CONSIGNE → Recopiez à l'identique toutes les lignes ci-dessous.

=-=-=-=-=

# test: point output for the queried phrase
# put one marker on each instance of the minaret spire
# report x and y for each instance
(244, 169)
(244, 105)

=-=-=-=-=

CORRIGÉ →
# test: point output for the queried phrase
# put one marker on each instance of the minaret spire
# report x and y for each instance
(244, 169)
(244, 105)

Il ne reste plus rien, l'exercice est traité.